"""

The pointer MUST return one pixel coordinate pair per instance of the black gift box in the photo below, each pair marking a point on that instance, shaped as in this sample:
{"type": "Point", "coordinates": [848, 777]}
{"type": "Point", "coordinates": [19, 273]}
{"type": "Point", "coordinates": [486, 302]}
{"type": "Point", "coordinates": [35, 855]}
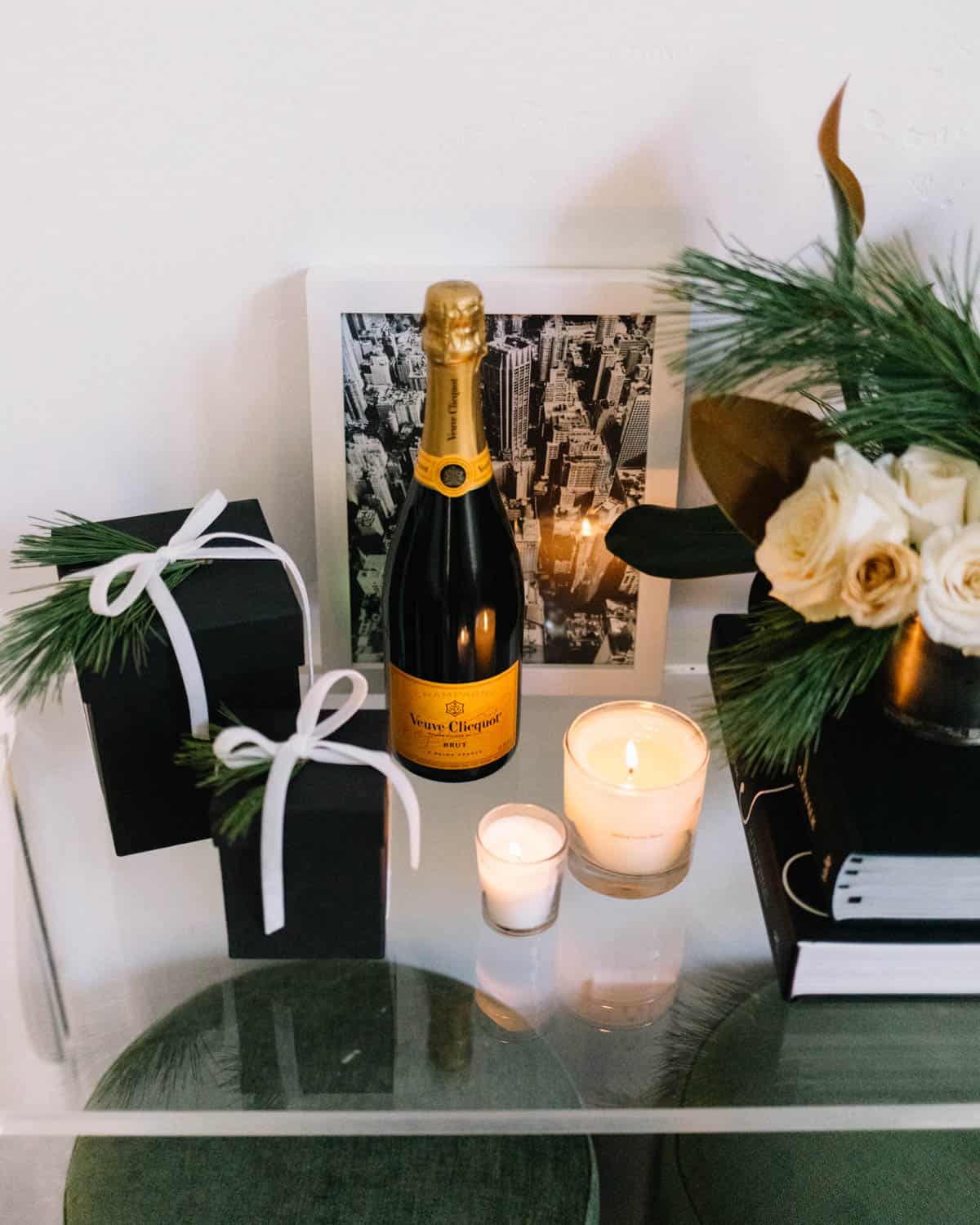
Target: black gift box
{"type": "Point", "coordinates": [335, 853]}
{"type": "Point", "coordinates": [247, 630]}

"""

§ **Task**
Repeat all of the data above word for word, leaving out the picture.

§ **Task response**
The pointer MUST return one pixel coordinate pair per instance of the black gift box in the photo below, each pair marking a point on that instance, shaped as in this sample:
{"type": "Point", "coordinates": [848, 777]}
{"type": "Point", "coordinates": [19, 273]}
{"type": "Point", "coordinates": [486, 302]}
{"type": "Point", "coordinates": [35, 855]}
Target: black gift box
{"type": "Point", "coordinates": [335, 853]}
{"type": "Point", "coordinates": [247, 630]}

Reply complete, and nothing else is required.